--- DOCUMENT EXTRACT ---

Write To A Standard Readers Know

Editors and peer reviewers look for two things: a transparent flow diagram and a checklist that matches your review type. For intervention reviews, the PRISMA 2020 statement sets items for titles, abstracts, methods, and results. For design-specific reporting across health research, the EQUATOR reporting guidelines page helps you match your study type to the right checklist.

Map Methods To The Right Checklist

Trials map to CONSORT, intervention reviews to PRISMA, observational reports to STROBE, and diagnostic accuracy to STARD. Copy the checklist items into your draft as section labels, then add content under each item. This keeps the structure clean and reduces back-and-forth during peer review.

Draft The Core Sections

Title And Abstract

State the question, scope, and main finding. If your journal uses a structured format, mirror the checklist fields and include dates of the searches. Avoid hype words and keep claims proportional to certainty.

Methods

Write the protocol source, databases and dates, complete strings in an appendix, screening in pairs, data items, tools for bias, rules for synthesis, and any deviations from plan. Name software and versions for citation managers, deduplication, and analyses.

--- ACTIVITY LIST ---
- a) In the text on reporting guidelines, which checklist do observational reports map to?
- b) Continue the text on drafting review reports from the point where it stops.

Stored items
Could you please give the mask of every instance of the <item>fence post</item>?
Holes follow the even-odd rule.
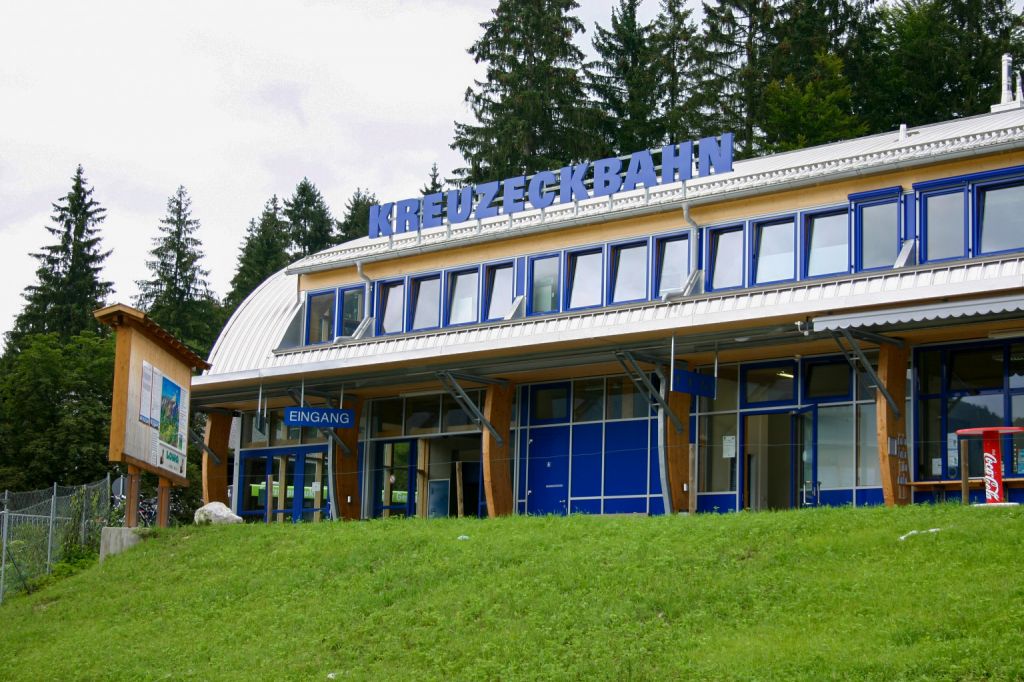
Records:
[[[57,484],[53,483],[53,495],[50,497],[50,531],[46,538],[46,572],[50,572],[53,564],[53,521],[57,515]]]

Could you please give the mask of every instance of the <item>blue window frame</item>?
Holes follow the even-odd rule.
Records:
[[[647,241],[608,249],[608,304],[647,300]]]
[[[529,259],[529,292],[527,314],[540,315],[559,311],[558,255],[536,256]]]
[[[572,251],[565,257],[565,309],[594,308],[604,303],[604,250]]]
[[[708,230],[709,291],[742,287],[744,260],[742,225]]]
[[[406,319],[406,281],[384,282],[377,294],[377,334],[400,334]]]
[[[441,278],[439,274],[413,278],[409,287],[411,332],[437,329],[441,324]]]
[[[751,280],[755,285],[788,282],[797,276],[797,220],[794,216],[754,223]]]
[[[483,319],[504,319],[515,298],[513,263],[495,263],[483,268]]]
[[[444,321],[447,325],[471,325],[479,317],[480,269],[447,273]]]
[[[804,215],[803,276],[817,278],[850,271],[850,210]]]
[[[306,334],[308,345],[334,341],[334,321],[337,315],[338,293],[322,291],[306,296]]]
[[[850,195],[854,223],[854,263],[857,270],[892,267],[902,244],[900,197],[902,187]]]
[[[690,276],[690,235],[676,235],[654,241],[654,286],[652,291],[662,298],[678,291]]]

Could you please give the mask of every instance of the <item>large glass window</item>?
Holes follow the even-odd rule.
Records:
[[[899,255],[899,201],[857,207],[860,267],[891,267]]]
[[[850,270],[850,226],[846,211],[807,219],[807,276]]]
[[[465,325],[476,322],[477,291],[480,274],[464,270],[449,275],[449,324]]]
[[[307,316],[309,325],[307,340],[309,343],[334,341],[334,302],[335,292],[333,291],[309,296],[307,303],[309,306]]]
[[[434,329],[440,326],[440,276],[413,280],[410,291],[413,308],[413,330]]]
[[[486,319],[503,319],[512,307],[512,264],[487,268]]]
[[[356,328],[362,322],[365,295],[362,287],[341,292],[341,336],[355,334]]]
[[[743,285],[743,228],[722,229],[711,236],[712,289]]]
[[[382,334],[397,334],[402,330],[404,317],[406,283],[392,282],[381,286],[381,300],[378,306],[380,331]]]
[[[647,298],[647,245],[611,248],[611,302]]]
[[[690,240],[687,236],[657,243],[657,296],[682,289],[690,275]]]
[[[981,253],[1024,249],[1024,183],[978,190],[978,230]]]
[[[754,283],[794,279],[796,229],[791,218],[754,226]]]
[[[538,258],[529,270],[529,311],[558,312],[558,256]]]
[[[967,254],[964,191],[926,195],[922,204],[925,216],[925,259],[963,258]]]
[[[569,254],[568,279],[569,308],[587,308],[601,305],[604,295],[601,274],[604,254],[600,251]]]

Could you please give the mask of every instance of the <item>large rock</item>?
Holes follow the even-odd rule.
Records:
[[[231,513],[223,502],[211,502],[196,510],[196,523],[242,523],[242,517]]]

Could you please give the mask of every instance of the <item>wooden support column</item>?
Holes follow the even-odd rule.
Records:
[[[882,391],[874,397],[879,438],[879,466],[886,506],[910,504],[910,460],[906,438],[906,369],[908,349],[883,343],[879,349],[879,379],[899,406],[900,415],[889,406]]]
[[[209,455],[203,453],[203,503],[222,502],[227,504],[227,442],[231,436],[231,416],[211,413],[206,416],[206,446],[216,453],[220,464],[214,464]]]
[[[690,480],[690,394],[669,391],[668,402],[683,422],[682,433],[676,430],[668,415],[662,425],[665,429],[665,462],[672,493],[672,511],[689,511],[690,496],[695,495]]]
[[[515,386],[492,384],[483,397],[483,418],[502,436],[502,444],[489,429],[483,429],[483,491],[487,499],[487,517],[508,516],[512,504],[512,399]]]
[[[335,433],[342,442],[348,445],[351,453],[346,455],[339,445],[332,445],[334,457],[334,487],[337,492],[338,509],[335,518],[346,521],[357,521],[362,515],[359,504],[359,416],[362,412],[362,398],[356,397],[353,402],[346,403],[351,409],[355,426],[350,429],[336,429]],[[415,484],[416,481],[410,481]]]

--- TASK RESPONSES ---
- a) STROBE

- b)
Results

Report flow counts, study features, risk-of-bias summaries, and the main effects. Use figures and summary tables to carry the weight. Keep phrasing neutral and anchor claims to numbers, not impressions.

Discussion

State what the evidence supports, where it is thin, and how design choices or bias might sway the estimate. Compare with prior reviews only when scope and methods overlap. Mark gaps that a future trial or cohort could fill.

Minimal Data Set For Each Study

The second table lists the smallest set of items you need from each paper so the synthesis stays fair and traceable.

Data Domain Items To Capture Why It Matters
Design Trial, cohort, case-control, cross-sectional Links to bias tool and synthesis choice
Population Setting, sample size, age/sex mix, entry criteria Shows who the findings apply to
Exposure/Intervention Type, dose, timing, comparator Defines effect measure and pooling logic
Outcomes Measures, timing, scales, thresholds Drives effect measure selection
Bias Domains Randomization or confounding, missing data, measurement Frames certainty of the evidence
Analysis Model type, covariates, handling of clustering Explains differences across studies
Funding/Conflicts Source and role Signals potential bias

Software And Files That Keep You Organized

Pick a citation manager that exports RIS or XML cleanly. Use a spreadsheet with locked headers for extraction and a separate dictionary for variable names, units, and allowed values. Store raw exports, deduplicated sets, screening decisions, and data sheets in dated folders so the audit trail is obvious.

Flow Diagram And Appendices

Include a flow diagram that shows counts for records identified, screened, excluded with reasons, and included in the synthesis. Place full search strings in an appendix. Add a table of excluded full-text records with reasons so readers can see where disagreements landed.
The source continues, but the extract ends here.